Image object location data:
——————————

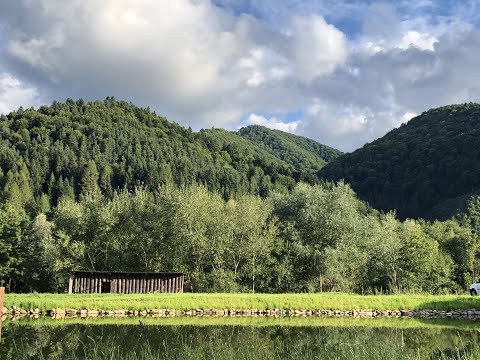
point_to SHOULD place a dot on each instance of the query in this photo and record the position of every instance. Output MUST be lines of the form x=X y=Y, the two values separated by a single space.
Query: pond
x=239 y=338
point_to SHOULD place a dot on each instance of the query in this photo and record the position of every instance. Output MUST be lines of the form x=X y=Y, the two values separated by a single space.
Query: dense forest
x=109 y=186
x=427 y=168
x=57 y=150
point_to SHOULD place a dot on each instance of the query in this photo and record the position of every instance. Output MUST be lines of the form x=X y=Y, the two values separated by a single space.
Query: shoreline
x=60 y=313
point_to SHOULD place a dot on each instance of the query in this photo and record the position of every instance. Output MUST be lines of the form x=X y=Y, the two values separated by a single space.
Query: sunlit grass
x=187 y=301
x=347 y=322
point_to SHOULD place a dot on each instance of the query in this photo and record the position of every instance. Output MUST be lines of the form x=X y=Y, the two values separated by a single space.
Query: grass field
x=188 y=301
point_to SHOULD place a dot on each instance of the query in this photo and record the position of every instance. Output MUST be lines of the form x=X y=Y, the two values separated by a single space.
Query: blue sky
x=341 y=72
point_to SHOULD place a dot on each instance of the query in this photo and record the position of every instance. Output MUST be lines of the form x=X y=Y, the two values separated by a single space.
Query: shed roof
x=126 y=272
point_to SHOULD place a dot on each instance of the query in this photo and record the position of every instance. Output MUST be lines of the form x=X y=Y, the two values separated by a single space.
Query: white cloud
x=419 y=40
x=272 y=123
x=14 y=93
x=318 y=48
x=203 y=65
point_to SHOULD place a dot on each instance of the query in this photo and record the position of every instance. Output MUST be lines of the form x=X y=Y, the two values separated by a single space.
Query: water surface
x=239 y=338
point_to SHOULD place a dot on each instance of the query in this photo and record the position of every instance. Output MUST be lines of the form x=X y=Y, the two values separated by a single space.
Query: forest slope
x=424 y=169
x=65 y=148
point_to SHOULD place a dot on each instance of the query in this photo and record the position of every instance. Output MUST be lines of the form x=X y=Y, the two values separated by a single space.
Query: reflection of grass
x=334 y=351
x=333 y=301
x=254 y=321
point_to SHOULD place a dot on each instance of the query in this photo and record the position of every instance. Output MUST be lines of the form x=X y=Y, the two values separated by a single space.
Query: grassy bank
x=186 y=301
x=396 y=323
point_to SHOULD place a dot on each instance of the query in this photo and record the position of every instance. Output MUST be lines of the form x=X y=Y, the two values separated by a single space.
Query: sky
x=340 y=72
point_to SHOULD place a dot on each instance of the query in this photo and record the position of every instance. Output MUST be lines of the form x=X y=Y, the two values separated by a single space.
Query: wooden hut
x=91 y=282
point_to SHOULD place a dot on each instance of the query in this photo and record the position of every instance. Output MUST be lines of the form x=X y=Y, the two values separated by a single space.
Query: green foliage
x=77 y=148
x=423 y=169
x=107 y=186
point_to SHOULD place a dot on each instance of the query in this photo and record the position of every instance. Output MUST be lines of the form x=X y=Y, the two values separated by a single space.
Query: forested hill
x=427 y=168
x=296 y=150
x=73 y=147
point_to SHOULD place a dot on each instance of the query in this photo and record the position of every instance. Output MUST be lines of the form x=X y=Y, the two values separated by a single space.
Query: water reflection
x=152 y=341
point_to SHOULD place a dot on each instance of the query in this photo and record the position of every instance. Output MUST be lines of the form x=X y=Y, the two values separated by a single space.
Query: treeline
x=57 y=150
x=427 y=168
x=315 y=238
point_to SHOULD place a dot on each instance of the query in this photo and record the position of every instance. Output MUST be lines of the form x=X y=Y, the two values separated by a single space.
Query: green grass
x=187 y=301
x=398 y=323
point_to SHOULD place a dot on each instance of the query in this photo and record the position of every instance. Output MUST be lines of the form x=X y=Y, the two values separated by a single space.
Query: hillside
x=68 y=148
x=424 y=169
x=296 y=150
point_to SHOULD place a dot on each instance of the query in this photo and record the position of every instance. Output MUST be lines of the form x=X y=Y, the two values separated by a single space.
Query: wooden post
x=70 y=284
x=2 y=298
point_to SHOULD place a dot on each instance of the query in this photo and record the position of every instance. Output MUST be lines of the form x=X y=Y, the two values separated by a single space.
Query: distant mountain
x=71 y=147
x=295 y=150
x=427 y=168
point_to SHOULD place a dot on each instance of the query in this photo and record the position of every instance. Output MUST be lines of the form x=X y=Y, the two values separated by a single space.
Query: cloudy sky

——————————

- Description of the task
Convert the data above into a JSON list of strings with one string per line, omitting blank lines and including every line. Leave the pictures out of your answer.

- The response
[
  "point_to SHOULD place a dot on each instance of the query in this photo and record the position of every instance. Output MUST be lines of the form x=X y=Y, the two values separated by a single space.",
  "Query: pond",
  "x=239 y=338",
  "point_to SHOULD place a dot on each instance of the query in this photo and record the position of every instance. Output MUST be lines of the form x=X y=Y, the two values separated by a single space.",
  "Query: dense forest",
  "x=109 y=186",
  "x=427 y=168",
  "x=57 y=150",
  "point_to SHOULD place a dot on each instance of the query in this photo and record the position of every instance. Output MUST be lines of the form x=X y=Y, the two values separated by a single space.",
  "Query: shoreline",
  "x=60 y=313",
  "point_to SHOULD place a dot on each instance of the query in this photo and record the position of every instance. Output MUST be lines of the form x=X y=Y, the two values separated by a single space.",
  "Query: sunlit grass",
  "x=187 y=301",
  "x=347 y=322",
  "point_to SHOULD place a dot on each instance of the query in this photo and record the position of every instance. Output MUST be lines of the form x=X y=Y, the two values separated by a single space.",
  "Query: grass field",
  "x=188 y=301",
  "point_to SHOULD place a dot on each instance of the query in this photo and record the position of every instance. Output MUST be lines of the form x=X y=Y, the two values separated by a single space.",
  "Query: blue sky",
  "x=341 y=72",
  "point_to SHOULD place a dot on each instance of the query in this photo and record the position of every instance. Output MUST be lines of the form x=X y=Y, the two values separated by a single space.",
  "Query: shed roof",
  "x=126 y=272",
  "point_to SHOULD place a dot on each instance of the query in this photo and record the position of every instance. Output MUST be lines of the form x=X y=Y, the two values separated by a single space.",
  "Query: white cloud",
  "x=419 y=40",
  "x=272 y=123",
  "x=14 y=93",
  "x=318 y=48",
  "x=203 y=65",
  "point_to SHOULD place a dot on each instance of the query in this photo and record the position of every instance. Output MUST be lines of the form x=X y=Y, the two values separated by a single space.",
  "Query: water surface",
  "x=239 y=338",
  "point_to SHOULD place a dot on each instance of the query in this photo and record the position of every instance. Output MUST be lines of the form x=X y=Y, the two values separated by a single space.",
  "Query: forest slope",
  "x=424 y=169",
  "x=65 y=148",
  "point_to SHOULD place a dot on each instance of the query in this photo and record the position of every instance. Output MUST be lines of the form x=X y=Y, the two values separated by a single space.",
  "Query: reflection of grass",
  "x=334 y=351",
  "x=333 y=301",
  "x=254 y=321",
  "point_to SHOULD place a dot on each instance of the query in this photo and record the position of every instance. Output MUST be lines of the form x=X y=Y, the two values separated by a single space.",
  "Query: grassy bank",
  "x=186 y=301",
  "x=396 y=323",
  "point_to SHOULD place a dot on each instance of the query in this photo and record the position of every instance. Output MUST be lines of the form x=X y=Y, the two values separated by a single space.",
  "Query: sky",
  "x=340 y=72",
  "point_to SHOULD place a dot on each instance of the query in this photo and record the position of every instance. Output MUST be lines of the form x=X y=Y, the two values separated by a single space.",
  "Query: wooden hut",
  "x=91 y=282",
  "point_to SHOULD place a dot on each instance of the query in this photo and record the position of every instance. Output MUST be lines of the form x=X y=Y, the two values separated by a single space.",
  "Query: green foliage",
  "x=77 y=148",
  "x=423 y=169",
  "x=107 y=186",
  "point_to SHOULD place a dot on each instance of the query in this photo and record the position of every instance. Output MUST be lines of the form x=X y=Y, the two values separated by a single space.",
  "Query: forested hill",
  "x=427 y=168",
  "x=296 y=150",
  "x=73 y=147",
  "point_to SHOULD place a dot on each instance of the query in this photo and record the position of every instance. Output MUST be lines of the form x=X y=Y, the two values separated by a single space.",
  "Query: water reflection",
  "x=152 y=341",
  "point_to SHOULD place a dot on each instance of the query in this photo and record the position of every instance. Output MUST be lines of the form x=X y=Y, the two values separated by a single space.",
  "Query: treeline",
  "x=57 y=150",
  "x=427 y=168",
  "x=315 y=238",
  "point_to SHOULD place a dot on each instance of the query in this photo and record the position of every instance. Output MUST be lines of the form x=X y=Y, the two values separated by a single space.",
  "Query: green grass",
  "x=187 y=301",
  "x=398 y=323",
  "point_to SHOULD place a dot on each instance of the query in this photo and record the position of every instance. Output MUST be lines of the form x=X y=Y, the two values separated by a single space.",
  "Query: hillside",
  "x=68 y=148",
  "x=424 y=169",
  "x=296 y=150",
  "point_to SHOULD place a dot on each instance of the query in this photo and record the position of every instance. Output MUST be lines of the form x=X y=Y, the two values separated by a single space.",
  "Query: wooden post",
  "x=70 y=284",
  "x=2 y=298",
  "point_to SHOULD place a dot on each instance of the query in this photo and record the position of every instance. Output MUST be lines of the form x=X y=Y, the two values separated by a single space.",
  "Query: distant mountain",
  "x=71 y=147",
  "x=295 y=150",
  "x=427 y=168",
  "point_to SHOULD place a dot on each instance of the query in this photo and record the position of every instance. Output MUST be lines of the form x=X y=Y, the two values separated by a single space.",
  "Query: cloudy sky"
]